From the line with "Mark the breast" through the final line of the entries below, write out each line exactly and nothing else.

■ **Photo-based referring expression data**
----
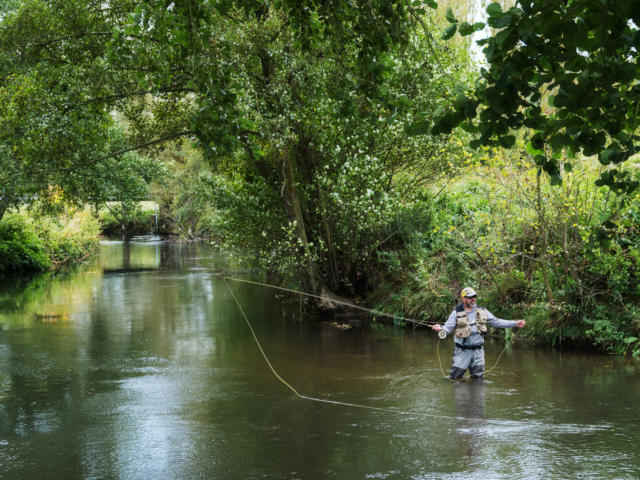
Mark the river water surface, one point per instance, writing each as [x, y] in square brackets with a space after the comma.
[141, 366]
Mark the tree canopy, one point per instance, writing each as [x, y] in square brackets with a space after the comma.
[568, 72]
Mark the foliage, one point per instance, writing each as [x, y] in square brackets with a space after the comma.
[186, 195]
[20, 248]
[35, 241]
[568, 72]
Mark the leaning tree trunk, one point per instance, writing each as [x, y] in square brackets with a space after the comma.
[311, 278]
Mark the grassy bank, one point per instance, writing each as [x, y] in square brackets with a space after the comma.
[35, 242]
[566, 257]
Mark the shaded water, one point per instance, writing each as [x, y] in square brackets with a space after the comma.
[141, 366]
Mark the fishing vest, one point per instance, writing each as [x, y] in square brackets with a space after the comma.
[464, 327]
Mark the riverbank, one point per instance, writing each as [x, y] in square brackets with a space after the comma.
[38, 242]
[155, 374]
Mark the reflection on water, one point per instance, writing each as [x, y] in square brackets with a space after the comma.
[141, 366]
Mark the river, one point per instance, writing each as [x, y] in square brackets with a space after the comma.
[141, 366]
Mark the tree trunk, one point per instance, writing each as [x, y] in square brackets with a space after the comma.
[311, 278]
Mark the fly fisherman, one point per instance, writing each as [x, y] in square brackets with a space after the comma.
[469, 322]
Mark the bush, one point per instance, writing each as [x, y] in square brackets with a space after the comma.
[21, 250]
[32, 242]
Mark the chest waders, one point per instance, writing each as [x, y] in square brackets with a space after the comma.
[468, 356]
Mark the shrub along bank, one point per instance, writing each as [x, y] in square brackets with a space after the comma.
[32, 241]
[566, 258]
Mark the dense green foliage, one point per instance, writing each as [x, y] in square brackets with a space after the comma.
[532, 250]
[37, 241]
[566, 71]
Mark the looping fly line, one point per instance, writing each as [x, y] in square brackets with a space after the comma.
[333, 402]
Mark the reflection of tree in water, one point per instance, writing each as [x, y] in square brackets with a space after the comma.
[469, 398]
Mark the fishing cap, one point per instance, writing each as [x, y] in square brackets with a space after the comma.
[468, 292]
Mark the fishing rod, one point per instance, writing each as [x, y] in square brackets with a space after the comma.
[441, 335]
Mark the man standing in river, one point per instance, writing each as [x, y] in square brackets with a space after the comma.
[469, 322]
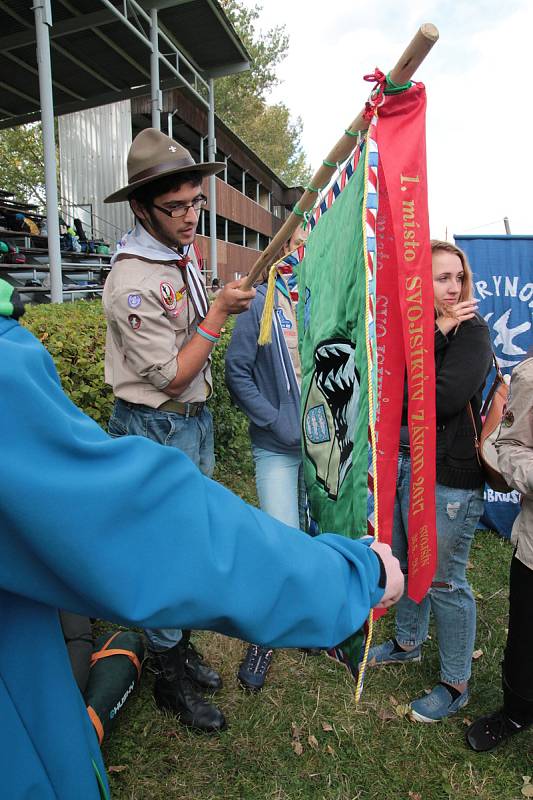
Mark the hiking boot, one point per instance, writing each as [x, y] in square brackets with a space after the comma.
[390, 652]
[175, 691]
[438, 704]
[488, 732]
[254, 667]
[196, 668]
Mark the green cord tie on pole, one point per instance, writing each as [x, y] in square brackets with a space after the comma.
[395, 88]
[299, 213]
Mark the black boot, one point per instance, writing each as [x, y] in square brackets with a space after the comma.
[176, 692]
[195, 666]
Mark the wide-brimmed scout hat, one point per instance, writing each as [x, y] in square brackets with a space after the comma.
[153, 155]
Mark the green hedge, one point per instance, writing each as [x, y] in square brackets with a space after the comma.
[74, 335]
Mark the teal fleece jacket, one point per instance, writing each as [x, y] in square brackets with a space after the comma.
[127, 530]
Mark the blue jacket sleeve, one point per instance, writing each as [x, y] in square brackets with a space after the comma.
[127, 530]
[241, 356]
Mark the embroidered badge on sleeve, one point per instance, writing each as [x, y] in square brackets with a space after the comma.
[135, 321]
[134, 300]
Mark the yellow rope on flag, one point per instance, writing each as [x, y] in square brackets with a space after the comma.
[265, 330]
[364, 660]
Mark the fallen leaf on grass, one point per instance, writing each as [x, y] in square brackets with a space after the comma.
[386, 714]
[295, 731]
[402, 710]
[297, 747]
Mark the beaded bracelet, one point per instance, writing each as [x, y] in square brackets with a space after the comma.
[211, 333]
[209, 336]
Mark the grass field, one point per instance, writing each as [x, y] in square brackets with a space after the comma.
[303, 737]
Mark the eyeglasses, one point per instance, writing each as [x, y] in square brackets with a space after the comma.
[180, 209]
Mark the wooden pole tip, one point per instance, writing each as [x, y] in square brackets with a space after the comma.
[429, 31]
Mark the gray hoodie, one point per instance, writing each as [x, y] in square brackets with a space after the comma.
[262, 381]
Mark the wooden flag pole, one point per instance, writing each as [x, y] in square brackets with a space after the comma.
[405, 68]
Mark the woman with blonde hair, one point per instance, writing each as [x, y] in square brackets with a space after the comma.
[463, 357]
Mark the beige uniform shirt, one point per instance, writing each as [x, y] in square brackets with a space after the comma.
[149, 319]
[515, 455]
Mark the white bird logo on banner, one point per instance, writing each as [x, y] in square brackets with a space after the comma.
[506, 336]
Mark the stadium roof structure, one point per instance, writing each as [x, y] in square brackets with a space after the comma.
[61, 56]
[101, 51]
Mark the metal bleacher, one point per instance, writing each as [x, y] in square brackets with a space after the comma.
[83, 274]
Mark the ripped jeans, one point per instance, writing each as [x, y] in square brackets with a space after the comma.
[450, 597]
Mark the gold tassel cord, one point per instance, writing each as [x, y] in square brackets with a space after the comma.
[265, 330]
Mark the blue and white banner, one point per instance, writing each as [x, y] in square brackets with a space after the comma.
[503, 284]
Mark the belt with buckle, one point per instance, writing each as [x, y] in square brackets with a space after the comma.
[185, 409]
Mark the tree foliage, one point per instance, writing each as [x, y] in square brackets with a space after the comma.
[22, 162]
[240, 100]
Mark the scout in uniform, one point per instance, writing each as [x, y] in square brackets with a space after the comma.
[161, 330]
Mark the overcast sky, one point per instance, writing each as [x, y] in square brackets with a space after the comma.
[478, 82]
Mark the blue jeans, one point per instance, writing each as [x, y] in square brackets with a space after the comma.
[450, 597]
[192, 435]
[280, 486]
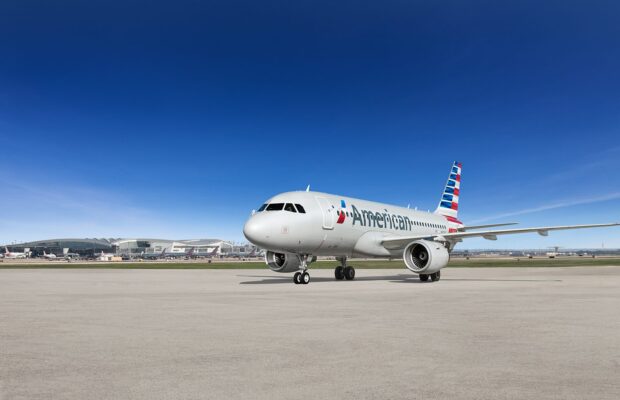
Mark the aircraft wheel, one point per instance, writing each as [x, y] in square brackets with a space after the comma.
[349, 273]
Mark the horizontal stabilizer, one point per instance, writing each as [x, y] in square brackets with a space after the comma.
[472, 227]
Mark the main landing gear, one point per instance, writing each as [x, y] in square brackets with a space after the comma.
[301, 278]
[343, 271]
[434, 277]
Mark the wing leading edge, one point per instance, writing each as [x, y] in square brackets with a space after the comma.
[395, 242]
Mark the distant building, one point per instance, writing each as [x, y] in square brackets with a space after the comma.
[125, 247]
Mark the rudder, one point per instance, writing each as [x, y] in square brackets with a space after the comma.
[449, 203]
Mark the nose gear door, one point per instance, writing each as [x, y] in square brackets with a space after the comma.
[329, 212]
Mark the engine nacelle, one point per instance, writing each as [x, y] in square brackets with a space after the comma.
[425, 256]
[282, 262]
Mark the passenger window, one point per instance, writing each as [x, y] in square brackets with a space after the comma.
[275, 207]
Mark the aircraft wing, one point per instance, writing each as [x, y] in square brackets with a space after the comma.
[471, 227]
[396, 242]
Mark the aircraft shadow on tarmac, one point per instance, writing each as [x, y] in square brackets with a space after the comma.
[390, 278]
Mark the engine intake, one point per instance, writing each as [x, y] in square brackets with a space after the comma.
[425, 256]
[282, 262]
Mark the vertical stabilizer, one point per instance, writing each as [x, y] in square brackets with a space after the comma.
[449, 203]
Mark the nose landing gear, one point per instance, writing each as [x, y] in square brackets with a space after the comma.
[343, 271]
[302, 277]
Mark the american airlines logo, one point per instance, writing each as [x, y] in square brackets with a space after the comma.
[378, 219]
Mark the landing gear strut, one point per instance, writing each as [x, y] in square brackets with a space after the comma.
[302, 277]
[343, 271]
[434, 277]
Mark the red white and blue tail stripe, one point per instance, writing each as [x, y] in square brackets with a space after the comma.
[449, 203]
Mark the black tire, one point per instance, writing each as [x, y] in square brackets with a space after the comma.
[349, 273]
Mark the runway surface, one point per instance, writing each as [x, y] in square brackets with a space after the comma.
[484, 333]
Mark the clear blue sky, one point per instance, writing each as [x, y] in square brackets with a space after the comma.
[175, 119]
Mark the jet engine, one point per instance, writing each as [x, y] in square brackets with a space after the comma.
[425, 256]
[282, 262]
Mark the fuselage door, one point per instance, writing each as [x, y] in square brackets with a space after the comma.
[328, 213]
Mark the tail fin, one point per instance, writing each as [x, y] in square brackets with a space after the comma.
[449, 203]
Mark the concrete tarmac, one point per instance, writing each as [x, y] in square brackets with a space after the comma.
[486, 333]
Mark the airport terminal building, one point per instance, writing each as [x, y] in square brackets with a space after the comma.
[129, 247]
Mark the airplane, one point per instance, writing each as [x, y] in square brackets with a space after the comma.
[296, 227]
[12, 254]
[105, 256]
[206, 254]
[50, 256]
[242, 253]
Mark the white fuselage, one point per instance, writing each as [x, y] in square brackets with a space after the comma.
[324, 231]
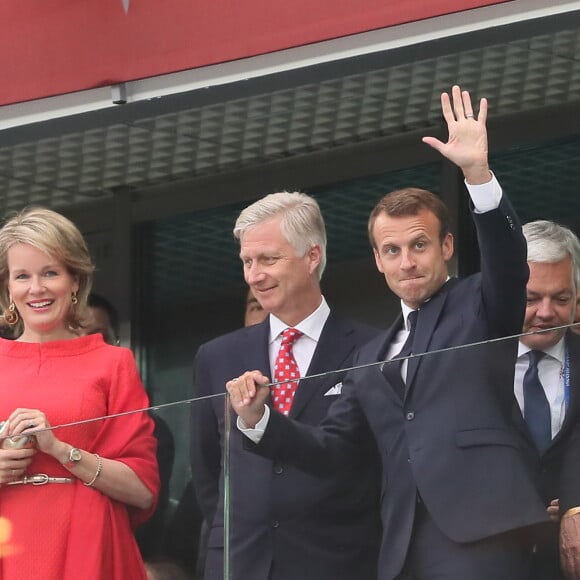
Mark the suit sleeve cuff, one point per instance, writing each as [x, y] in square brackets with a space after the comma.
[255, 435]
[486, 196]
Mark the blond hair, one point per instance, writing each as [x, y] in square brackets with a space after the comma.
[56, 236]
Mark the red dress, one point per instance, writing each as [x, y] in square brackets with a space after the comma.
[70, 531]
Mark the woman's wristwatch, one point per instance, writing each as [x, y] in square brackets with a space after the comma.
[74, 456]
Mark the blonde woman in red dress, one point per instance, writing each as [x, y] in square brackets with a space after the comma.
[69, 503]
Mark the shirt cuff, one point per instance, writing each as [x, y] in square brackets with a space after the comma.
[255, 435]
[571, 512]
[485, 196]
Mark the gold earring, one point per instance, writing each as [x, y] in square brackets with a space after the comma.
[11, 315]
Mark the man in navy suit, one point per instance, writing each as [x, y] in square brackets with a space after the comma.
[554, 262]
[458, 501]
[285, 524]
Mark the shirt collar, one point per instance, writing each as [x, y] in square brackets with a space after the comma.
[311, 326]
[557, 351]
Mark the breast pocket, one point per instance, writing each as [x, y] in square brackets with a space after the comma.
[481, 437]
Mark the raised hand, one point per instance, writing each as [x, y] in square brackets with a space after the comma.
[247, 397]
[467, 143]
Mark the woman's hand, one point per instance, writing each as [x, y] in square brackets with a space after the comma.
[32, 422]
[13, 464]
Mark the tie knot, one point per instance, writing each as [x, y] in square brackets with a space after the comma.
[289, 336]
[536, 356]
[412, 319]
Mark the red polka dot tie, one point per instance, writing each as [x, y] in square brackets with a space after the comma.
[285, 369]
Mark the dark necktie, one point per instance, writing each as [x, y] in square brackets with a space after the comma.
[536, 406]
[392, 370]
[286, 368]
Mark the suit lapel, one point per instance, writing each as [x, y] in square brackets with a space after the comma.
[334, 346]
[255, 348]
[573, 352]
[383, 351]
[427, 320]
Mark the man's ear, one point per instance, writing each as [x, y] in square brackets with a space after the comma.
[447, 247]
[378, 261]
[314, 258]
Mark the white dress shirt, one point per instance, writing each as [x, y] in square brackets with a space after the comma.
[303, 350]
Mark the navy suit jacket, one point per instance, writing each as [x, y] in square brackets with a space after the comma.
[286, 524]
[548, 465]
[451, 439]
[556, 468]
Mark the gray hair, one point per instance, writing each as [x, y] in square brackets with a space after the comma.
[550, 242]
[302, 223]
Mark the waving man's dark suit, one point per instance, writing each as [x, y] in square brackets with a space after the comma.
[451, 440]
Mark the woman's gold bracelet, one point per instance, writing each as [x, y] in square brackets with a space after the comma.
[97, 473]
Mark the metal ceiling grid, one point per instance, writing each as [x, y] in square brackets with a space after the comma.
[77, 167]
----
■ **ANSWER SPACE**
Mark the breast pocket, one point per instance, writing each as [x, y] in square brackets with a space after the comma.
[481, 437]
Mark the raised hand, one point per instance, writing each as [x, y] in square brackets with a space after the comma.
[247, 397]
[467, 143]
Mark the woman's hand, one point per instance, writing each as [x, y] in square brackets with a space after the comma.
[32, 422]
[13, 464]
Mark the tie knot, one point per instance, writing each as [x, y] in square brackets with a space after the comma.
[289, 336]
[536, 356]
[412, 319]
Mark the red polka dot tie, one point per instance, writing each as [x, y] in square brackets with a space after the comma.
[285, 369]
Mark the dark necktie, one point per instance, writing each as [x, y] in square brackets with a space after the comma.
[536, 406]
[392, 370]
[286, 368]
Mark the suit lapel, one point per instance, writing each as [x, y] in square brackets with a space after the comma.
[334, 346]
[255, 348]
[573, 352]
[383, 351]
[427, 320]
Mark the man's ear, one point per instance, writing each as [x, y] in square brackets with a space after the comma.
[447, 247]
[378, 261]
[314, 258]
Mark the white dress shirt, one point per instance, writing each as [x, y] in square brackets with a space after the comma.
[303, 350]
Mark the navy suit jacket, one point per instance, writing each as [x, y] in square brackets with a space after the comma.
[286, 524]
[548, 465]
[451, 439]
[556, 468]
Mark the gray hair, one point per instance, writing each as [x, y] in square brackets with a space after the comma.
[550, 242]
[302, 223]
Mark the waving man's dark suit, one point per instance, writing each as [x, y] in square brackets with a space after the comma.
[451, 440]
Mark the woman's gold bracelet, one point per instance, writing each as [x, y] in square brackets with a space after the comma.
[97, 473]
Mark the metal ceiling grid, one point per instance, writing each as [x, y] in square brackets with a space after the comma.
[77, 167]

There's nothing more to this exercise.